> _WHAT YOU ARE ASKED TO DO_: Pick out and copy each line in the items below that contains the string "TARGET". Case counts.

> _DATA EXTRACT_:
---

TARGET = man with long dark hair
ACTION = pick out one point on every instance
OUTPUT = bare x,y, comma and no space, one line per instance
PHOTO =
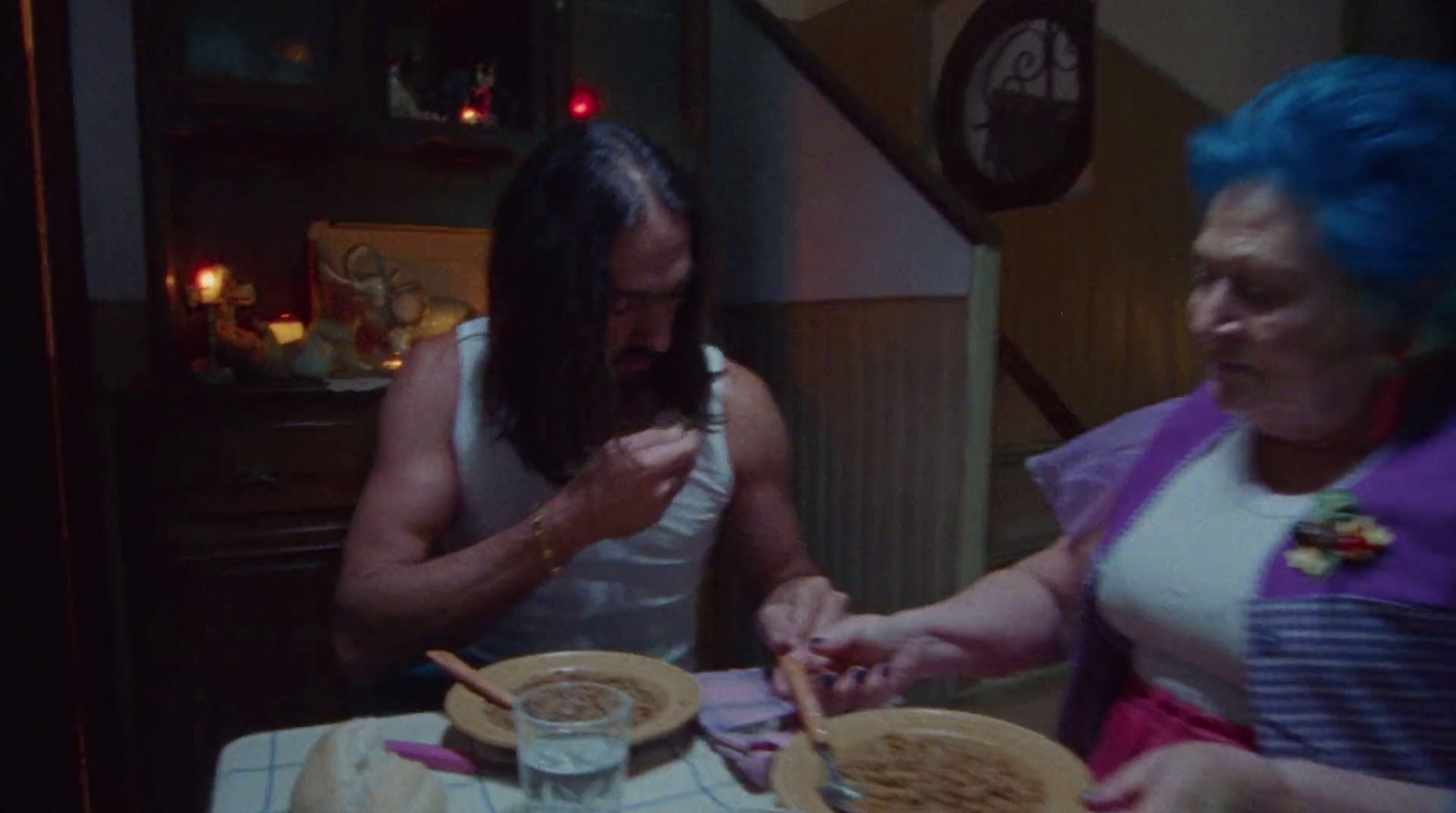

---

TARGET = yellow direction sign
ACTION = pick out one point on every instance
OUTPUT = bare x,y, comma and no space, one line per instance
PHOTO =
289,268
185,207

---

> _CORRECT ANSWER_:
TARGET = man with long dark hair
TARGET = yellow direction sign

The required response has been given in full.